> _Text_
— Start —
Why not remove the price to store data? Upload is free. It sounds crazy but I think it’s not as crazy as it first sounds.

Pros:

  • Account creation chicken / egg problem solved.
  • Same consumer experience as existing web, ie free to participate (free as in beer).
  • No consumer angst for engagement costing money.
  • Safecoin algorithm is extremely simplified.
  • Safecoin scarcity is easier to understand.

Cons:

  • Spam needs managing
    • maybe by rate limiting or some other non-economic force which is possibly harder to enforce or reason about.
    • maybe by fees (discussed below).
    • maybe by some other mechanism… ideas?
  • Participant behaviour cannot be manage by making more coins available via recycling.
  • Safecoin is never recycled so must increase in value to keep paying for farmer resources as it becomes harder to farm.

User chooses

How about having an option for a storage price chosen by the user (like bitcoin fees are chosen by the user) and lower fees means more chance of being rate limited?

I really dislike this option since it puts cognitive load onto the user, risk onto the user, more power to the farmers, more power to rich users. But I put it here because maybe it has some value in a similar but improved form.

I don’t know if rate limiting can be meaningful against an extremely clever client, so it probably ends up punishing the wrong people.

Floating price

This is the current mechanism proposed in rfc-0012.

StoreCost (SC) = farm_rate (FR) * number_of_clients (NC) / GROUP_SIZE (8)

Price changes according to the farm rate and the number of clients. The general idea is price gets cheaper: “a safecoin will purchase an amount of storage equivalent to the amount of data stored (and active) and the current number of vaults and users on the network”. The bigger the network grows the more storage each safecoin can purchase.

Some example prices for the rfc-0012 proposal:

Early in the network:
NC = 10K (currently 9099 users on this forum).
FR = 0.2 (8 sacrificial chunks for every 10 primary chunks)
SC = 250
ie 1 safecoin buys 250 PUTS or 1 GB storage costs about 4 safecoin

Late in the network:
NC = 700M (10% of the world uses safe network. 7B * 0.1 = 700M)
FR = 0.6 (4 sacrificial chunks for every 10 primary chunks)
SC = 52.5M
ie 1 safecoin buys 52.5M PUTS or 1 TB storage costs about 0.02 safecoin

Gaming the farm rate:
NC = 10K
FR is 1 (0 sacrificial chunks for every 10 primary chunks)
SC is 1250
ie 1 safecoin buys 1250 PUTS or 1 GB storage costs about 0.8 safecoin

I think these examples look pretty reasonable!

One nice aspect is a lower farm rate means less rewards, but it also means users are spending more safecoin per GB. This is a cool bit of natural interplay for farmers. It has a natural balancing mechanism as described below:

A farmer is making a decision to maximise their chance of reward. The chance is a combination of farm rate (FR) and the portion of coins remaining (CR). Ideally the farmer wants both to be high, but a higher farm rate is usually accompanied by less coins remaining so they have some conflict with each other. Farmers will usually have to prioritise one or the other, not both.
— End —
> _Entries_
— Start —
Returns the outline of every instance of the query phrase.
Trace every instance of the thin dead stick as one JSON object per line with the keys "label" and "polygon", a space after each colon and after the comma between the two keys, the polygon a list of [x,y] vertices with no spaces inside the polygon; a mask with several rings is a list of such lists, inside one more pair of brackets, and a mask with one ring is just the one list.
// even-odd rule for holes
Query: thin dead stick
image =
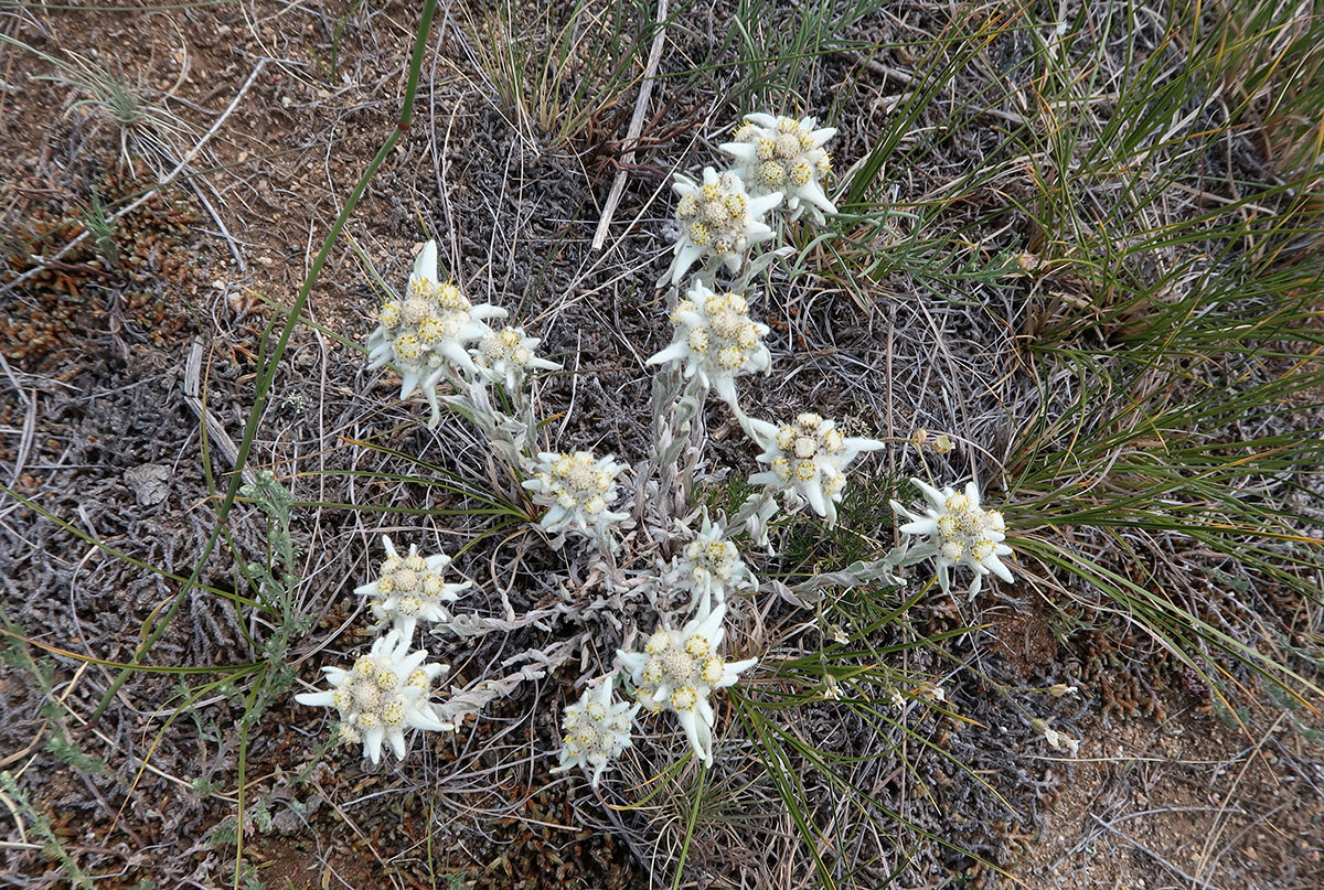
— End —
> _Task goal_
Write the next part of the Safecoin storage pricing text, picking up after its last sentence about farmers having to prioritize either farm rate or coins remaining.

> _Expected answer_
The options to improve the chance of reward are

  • increase the rate of reward by increasing the farm rate.
  • increase the coins remaining by making storage more expensive by reducing the farm rate.

What should a farmer do?! Both actions are beneficial. They must work out whether they get more gain by reducing or by increasing the farm rate, then manipulate the farm rate in that optimum direction. How do they manipulate the farm rate? By choosing to store or drop more sacrificial chunks.

This graphic captures it visually. Any move left or right will naturally have some corresponding move down or up (and vice versa). Should a farmer aim to move right (and live with the corresponding move up), or should they aim to move down (and live with the corresponding move left)?

It would be logical (in this overly simple example) to follow the diagonal. Any move away from the diagonal to the right comes with a corresponding move up to an overall lesser value and any move down from the diagonal comes with a corresponding move to the left to an overall lesser value. There is presumably an inbuilt mechanism to force an overall push toward the top left as the network grows to overcome the farmer desire to move to the bottom right.

RFC-0012 is a really simple mechanism to implement but is (at least to me) INCREDIBLY complex to reason about. This post took a long time for me to come to terms with, and maybe there’s still mistakes in it?! Would love to hear of more ideas for how to break the mechanism rfc-0012.

This has a pretty clear answer now - sometimes the benefit of higher storage prices is better than the benefit of higher reward rate.

My main concern is that early creation of new safecoin could be quite rapid since there would be a higher chance to get rewarded (there are many coins remaining) than chance to increase the total coins remaining (there are already so many remaining). This has flow on effects for the motivation to store sacrificial chunks and thus to accurately measure spare space and network stress.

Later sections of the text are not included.